TEXT SECTION:
********************
OpenAI stressed that while the tool was an improvement on past iterations, it was still “not fully reliable.” The tool correctly identified 26 percent of artificially generated text but falsely flagged 9 percent of text from humans as computer generated.
The OpenAI tool is burdened with common flaws in detection programs: It struggles with short texts and writing that is not in English. In educational settings, plagiarism-detection tools such as TurnItIn have been accused of inaccurately classifying essays written by students as being generated by chatbots.
Detection tools inherently lag behind the generative technology they are trying to detect. By the time a defense system is able to recognize the work of a new chatbot or image generator, like Google Bard or Midjourney, developers are already coming up with a new iteration that can evade that defense. The situation has been described as an arms race or a virus-antivirus relationship where one begets the other, over and over.
********************
WHAT IS REQUIRED: Reproduce the stretch of the passage on AI-text detection from "The OpenAI tool" through "over and over.". These records come from a separate source.

Referring expression grounding records
********************
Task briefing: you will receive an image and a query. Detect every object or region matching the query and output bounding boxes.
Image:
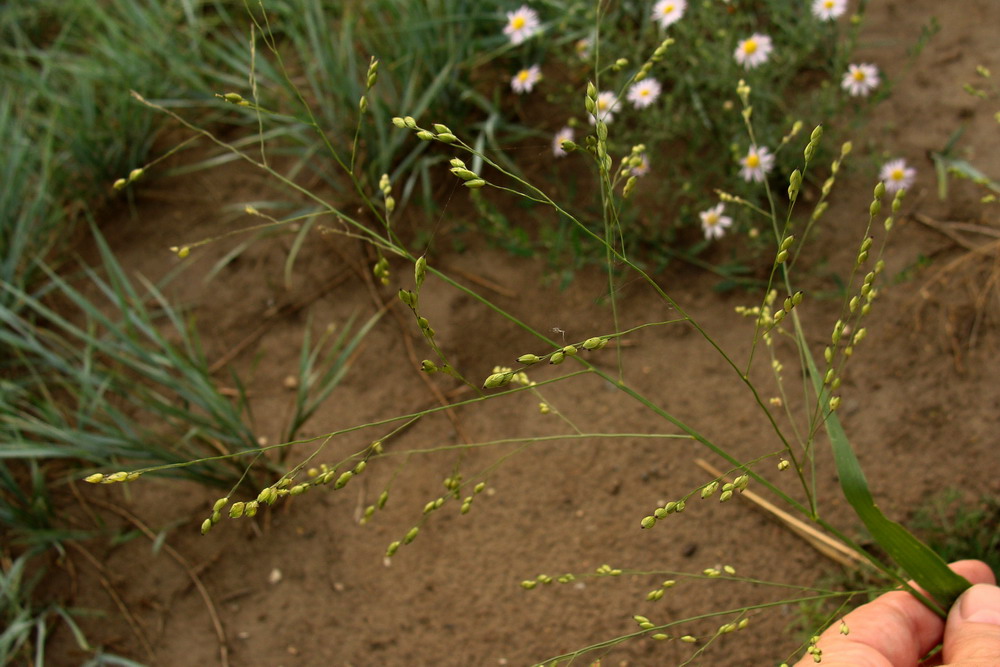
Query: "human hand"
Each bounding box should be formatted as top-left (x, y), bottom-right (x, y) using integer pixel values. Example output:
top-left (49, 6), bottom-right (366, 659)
top-left (796, 560), bottom-right (1000, 667)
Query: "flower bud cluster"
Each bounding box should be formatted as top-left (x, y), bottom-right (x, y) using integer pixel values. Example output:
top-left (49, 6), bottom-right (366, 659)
top-left (372, 257), bottom-right (389, 285)
top-left (639, 500), bottom-right (687, 530)
top-left (378, 174), bottom-right (396, 214)
top-left (83, 470), bottom-right (142, 484)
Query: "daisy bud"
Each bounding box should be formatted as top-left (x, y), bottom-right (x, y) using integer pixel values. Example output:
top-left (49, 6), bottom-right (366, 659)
top-left (622, 176), bottom-right (636, 199)
top-left (788, 169), bottom-right (802, 201)
top-left (802, 141), bottom-right (816, 162)
top-left (333, 470), bottom-right (354, 489)
top-left (483, 371), bottom-right (514, 389)
top-left (413, 255), bottom-right (427, 287)
top-left (448, 166), bottom-right (479, 181)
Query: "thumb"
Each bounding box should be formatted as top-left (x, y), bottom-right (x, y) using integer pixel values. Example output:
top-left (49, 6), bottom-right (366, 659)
top-left (944, 584), bottom-right (1000, 667)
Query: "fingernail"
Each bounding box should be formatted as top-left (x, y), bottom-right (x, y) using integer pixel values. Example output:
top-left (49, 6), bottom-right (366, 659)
top-left (958, 584), bottom-right (1000, 625)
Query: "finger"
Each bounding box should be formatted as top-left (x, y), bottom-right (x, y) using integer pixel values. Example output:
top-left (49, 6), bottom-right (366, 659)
top-left (799, 560), bottom-right (994, 667)
top-left (944, 584), bottom-right (1000, 667)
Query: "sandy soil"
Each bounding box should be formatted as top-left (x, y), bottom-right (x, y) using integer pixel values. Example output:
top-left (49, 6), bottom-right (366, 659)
top-left (39, 0), bottom-right (1000, 666)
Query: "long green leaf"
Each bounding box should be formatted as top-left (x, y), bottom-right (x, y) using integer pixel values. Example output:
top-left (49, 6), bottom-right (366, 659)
top-left (805, 350), bottom-right (971, 616)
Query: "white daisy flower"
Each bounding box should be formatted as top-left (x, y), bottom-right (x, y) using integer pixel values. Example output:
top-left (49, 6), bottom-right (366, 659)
********************
OUTPUT OF THE EXERCISE:
The OpenAI tool is burdened with common flaws in detection programs: It struggles with short texts and writing that is not in English. In educational settings, plagiarism-detection tools such as TurnItIn have been accused of inaccurately classifying essays written by students as being generated by chatbots.
Detection tools inherently lag behind the generative technology they are trying to detect. By the time a defense system is able to recognize the work of a new chatbot or image generator, like Google Bard or Midjourney, developers are already coming up with a new iteration that can evade that defense. The situation has been described as an arms race or a virus-antivirus relationship where one begets the other, over and over.